Dataset entries:
----
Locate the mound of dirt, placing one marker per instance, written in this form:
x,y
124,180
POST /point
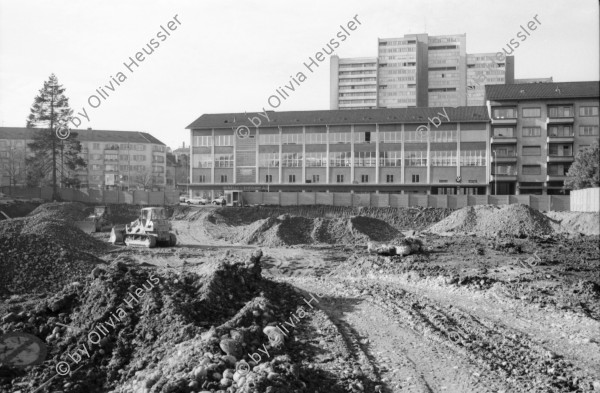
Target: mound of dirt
x,y
587,223
43,252
132,329
489,220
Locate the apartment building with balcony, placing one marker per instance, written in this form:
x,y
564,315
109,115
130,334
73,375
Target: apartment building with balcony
x,y
417,70
369,150
115,159
353,83
536,131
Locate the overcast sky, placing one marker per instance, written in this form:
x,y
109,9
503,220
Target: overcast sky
x,y
230,56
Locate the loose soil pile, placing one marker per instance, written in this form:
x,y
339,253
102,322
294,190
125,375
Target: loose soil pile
x,y
413,218
489,220
43,251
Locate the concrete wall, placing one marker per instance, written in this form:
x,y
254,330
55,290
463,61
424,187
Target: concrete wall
x,y
586,200
97,196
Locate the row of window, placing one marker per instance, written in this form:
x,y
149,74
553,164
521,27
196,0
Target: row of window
x,y
553,111
553,131
219,140
559,169
113,167
360,137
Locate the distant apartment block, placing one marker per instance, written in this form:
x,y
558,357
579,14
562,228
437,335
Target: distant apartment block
x,y
417,70
537,129
353,83
115,159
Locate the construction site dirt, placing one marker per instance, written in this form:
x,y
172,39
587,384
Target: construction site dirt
x,y
496,299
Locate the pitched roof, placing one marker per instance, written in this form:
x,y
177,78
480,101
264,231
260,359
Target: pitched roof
x,y
543,91
332,117
85,135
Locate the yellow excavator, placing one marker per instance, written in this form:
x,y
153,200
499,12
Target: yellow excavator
x,y
95,222
151,229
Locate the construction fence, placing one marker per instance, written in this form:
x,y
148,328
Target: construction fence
----
What the task asks: Word for word, reproduce all the data, but not the pictures.

Answer to this task:
Locate the mound of dirt, placing one marker per instance, written in this form:
x,y
124,180
POST /point
Target: mound of dirt
x,y
587,223
43,252
132,329
489,220
Locate the apartment building with balcony, placing one marker per instance, written in this form:
x,y
564,315
109,115
130,334
73,375
Target: apartment building with balcony
x,y
417,70
369,150
115,159
353,83
536,131
Locate the overcast sky, placing one marker per instance, written in this form:
x,y
109,9
503,220
Target: overcast sky
x,y
230,56
Locate the loose soil pile, placing one marker per instance, written in this form:
x,y
339,253
102,322
294,190
125,375
Target: loose soil pile
x,y
413,218
489,220
43,251
Locate the concrete wall, placing one marker per instance, written in this form:
x,y
254,330
55,290
463,61
424,187
Target: concrete wall
x,y
586,200
97,196
Locate the row of window, placing one marker per instance, written in this form:
x,y
149,74
553,164
521,27
196,0
Target: row of window
x,y
553,111
553,131
219,140
559,169
113,167
360,137
Locate the distant apartment block, placing one marker per instance, written in this form:
x,y
558,357
579,14
562,228
437,335
Target: distant apartment block
x,y
417,70
537,129
353,83
115,159
Locate the construction site dirt, placing one marker per instance, written in this form:
x,y
172,39
587,384
Target: construction site dirt
x,y
496,299
Locate the pitched roof, placing one marker per instance, written in this form:
x,y
177,78
480,101
264,231
260,359
Target: pitched roof
x,y
543,91
332,117
85,135
Locate the yellow excavator, placing one marker per instance, written in this form:
x,y
153,200
499,12
Target: yellow excavator
x,y
95,222
151,229
Locate the construction fence, placing one marker per instance, written in this form:
x,y
148,328
Target: construction fence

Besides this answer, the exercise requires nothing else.